Aim of the task: Without any omission, reproduce the records that follow.

(Exercise material Opens)

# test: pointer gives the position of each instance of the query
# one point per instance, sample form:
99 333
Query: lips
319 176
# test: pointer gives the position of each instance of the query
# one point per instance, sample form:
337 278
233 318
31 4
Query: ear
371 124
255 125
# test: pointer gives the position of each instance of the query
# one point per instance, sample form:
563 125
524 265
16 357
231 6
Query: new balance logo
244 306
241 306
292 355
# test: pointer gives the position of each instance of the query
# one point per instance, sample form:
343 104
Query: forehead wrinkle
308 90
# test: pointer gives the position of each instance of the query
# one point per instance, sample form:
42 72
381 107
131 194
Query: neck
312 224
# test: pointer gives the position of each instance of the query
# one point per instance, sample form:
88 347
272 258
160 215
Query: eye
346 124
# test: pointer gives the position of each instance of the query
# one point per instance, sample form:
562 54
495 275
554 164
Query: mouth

(Exercise material Closes)

Written solution:
# test: pointer gives the position of each instance of the query
# one point per instance, sample form:
99 333
Query: lips
319 176
# test: pointer gives the position of each instance of the query
# one point per instance, sample form:
337 278
233 318
31 4
Query: ear
371 124
255 125
# test: pointer gives the position of each instance of the query
# one point per instance, sample form:
563 125
524 265
16 357
231 6
Query: new balance logo
244 306
241 306
292 355
# test: pointer gives the position of each instance of the query
# one point per instance, sample form:
343 104
Query: forehead wrinkle
308 90
# test: pointer gives the position of each instance of the query
# one point per instance, sample form:
42 72
381 107
131 194
Query: neck
312 224
# test: pointer gives the position of each instance of the query
# one point per instance, sample form:
88 347
272 258
160 215
Query: eye
346 124
# test: pointer gives the position of each instance of the query
# one point per instance, sample form:
562 54
495 275
554 164
Query: mouth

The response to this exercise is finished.